**WHAT THIS TASK INVOLVES**
Send back the entries below exactly as they appear.

**LISTED RECORDS**
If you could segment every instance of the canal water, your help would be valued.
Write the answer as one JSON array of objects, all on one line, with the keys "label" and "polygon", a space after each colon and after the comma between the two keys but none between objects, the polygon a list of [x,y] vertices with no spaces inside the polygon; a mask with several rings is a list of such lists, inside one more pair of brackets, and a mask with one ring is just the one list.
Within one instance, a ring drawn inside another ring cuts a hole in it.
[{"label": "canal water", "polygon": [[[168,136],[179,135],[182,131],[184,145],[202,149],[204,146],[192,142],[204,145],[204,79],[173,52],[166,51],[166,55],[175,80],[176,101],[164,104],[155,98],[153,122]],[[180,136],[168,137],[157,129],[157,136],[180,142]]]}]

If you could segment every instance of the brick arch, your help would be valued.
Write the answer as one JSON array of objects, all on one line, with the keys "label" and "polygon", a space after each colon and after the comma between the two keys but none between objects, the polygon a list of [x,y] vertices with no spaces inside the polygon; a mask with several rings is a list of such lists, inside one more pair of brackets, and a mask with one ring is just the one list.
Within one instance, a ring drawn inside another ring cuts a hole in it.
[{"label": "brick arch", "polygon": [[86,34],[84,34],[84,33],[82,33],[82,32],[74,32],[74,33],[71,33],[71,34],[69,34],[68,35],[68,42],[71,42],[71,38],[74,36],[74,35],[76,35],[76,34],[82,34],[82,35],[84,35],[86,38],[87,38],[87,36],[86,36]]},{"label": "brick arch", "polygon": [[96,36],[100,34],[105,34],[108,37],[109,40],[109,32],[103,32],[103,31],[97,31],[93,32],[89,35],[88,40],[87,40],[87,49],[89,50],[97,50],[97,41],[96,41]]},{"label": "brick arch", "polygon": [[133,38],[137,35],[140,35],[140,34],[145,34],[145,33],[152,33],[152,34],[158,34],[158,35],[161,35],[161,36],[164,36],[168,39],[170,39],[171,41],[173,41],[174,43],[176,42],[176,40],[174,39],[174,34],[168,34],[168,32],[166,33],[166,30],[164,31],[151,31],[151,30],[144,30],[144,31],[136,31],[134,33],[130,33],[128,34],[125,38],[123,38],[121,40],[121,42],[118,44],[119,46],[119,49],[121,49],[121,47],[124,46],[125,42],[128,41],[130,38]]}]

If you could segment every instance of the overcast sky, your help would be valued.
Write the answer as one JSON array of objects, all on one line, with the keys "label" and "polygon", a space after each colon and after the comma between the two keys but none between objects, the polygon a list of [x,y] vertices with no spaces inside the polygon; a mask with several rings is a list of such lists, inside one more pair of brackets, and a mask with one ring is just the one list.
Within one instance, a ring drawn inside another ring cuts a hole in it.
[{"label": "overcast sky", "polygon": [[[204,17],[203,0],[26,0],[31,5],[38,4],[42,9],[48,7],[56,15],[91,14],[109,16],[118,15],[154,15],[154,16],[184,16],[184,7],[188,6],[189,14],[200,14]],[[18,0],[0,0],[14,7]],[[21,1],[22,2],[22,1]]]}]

**TASK RESULT**
If you could segment every instance of the canal water, your help would be valued.
Write the answer as one JSON array of objects, all on one line, with the keys "label" and "polygon", a space after each colon and after the comma between the two keys but none between objects, the polygon a list of [x,y] vertices with no spaces inside the polygon; a mask with several rings is a list of such lists, inside one more pair of brackets, and a mask with one ring is just the one list.
Within one instance, a ring drawn inside another ring cuts a hole in it.
[{"label": "canal water", "polygon": [[[168,136],[179,135],[182,131],[184,145],[202,149],[204,146],[192,142],[204,145],[204,79],[173,52],[166,51],[166,55],[175,80],[176,101],[164,104],[155,98],[153,122]],[[180,136],[168,137],[157,129],[157,136],[180,142]]]}]

If you could segment every instance of the brick arch, your help would be valued.
Write the answer as one JSON array of objects, all on one line, with the keys "label" and "polygon", a space after each colon and after the comma between the two keys but none between objects, the polygon a list of [x,y] vertices with no spaces inside the polygon; a mask with several rings is a list of such lists, inside one more pair of brackets, and a mask with one ring is just the one list.
Within one instance, a ring drawn inside another ring cuts a hole in it.
[{"label": "brick arch", "polygon": [[86,34],[84,34],[84,33],[82,33],[82,32],[74,32],[74,33],[71,33],[71,34],[69,34],[68,35],[68,42],[71,42],[71,38],[74,36],[74,35],[76,35],[76,34],[82,34],[82,35],[84,35],[86,38],[87,38],[87,36],[86,36]]},{"label": "brick arch", "polygon": [[96,36],[100,34],[105,34],[108,37],[109,40],[109,32],[103,32],[103,31],[97,31],[93,32],[89,35],[88,40],[87,40],[87,49],[89,50],[97,50],[97,41],[96,41]]},{"label": "brick arch", "polygon": [[133,38],[137,35],[140,35],[140,34],[145,34],[145,33],[152,33],[152,34],[158,34],[158,35],[161,35],[161,36],[164,36],[168,39],[170,39],[171,41],[173,41],[174,43],[176,42],[176,40],[174,39],[174,34],[168,34],[168,32],[166,33],[166,30],[164,31],[151,31],[151,30],[144,30],[144,31],[136,31],[134,33],[130,33],[128,34],[125,38],[123,38],[121,40],[121,42],[118,44],[119,46],[119,49],[121,49],[121,47],[124,46],[125,42],[128,41],[130,38]]}]

If you could segment every instance of the overcast sky, your help would be valued.
Write the answer as one JSON array of objects, all on one line, with the keys "label" and "polygon", a space after each colon and after the comma between the two keys but none between objects, the polygon a list of [x,y] vertices with no spaces inside the polygon; a mask with several rings is a list of such lists, inside one more pair of brackets, and a mask with one ring is just the one list.
Within one instance, a ring drawn inside another ring cuts a hole in it.
[{"label": "overcast sky", "polygon": [[[204,17],[203,0],[26,0],[31,5],[38,4],[42,9],[48,7],[56,15],[91,14],[109,16],[118,15],[154,15],[154,16],[184,16],[184,7],[188,6],[189,14],[200,14]],[[18,0],[0,0],[14,7]],[[21,1],[22,2],[22,1]]]}]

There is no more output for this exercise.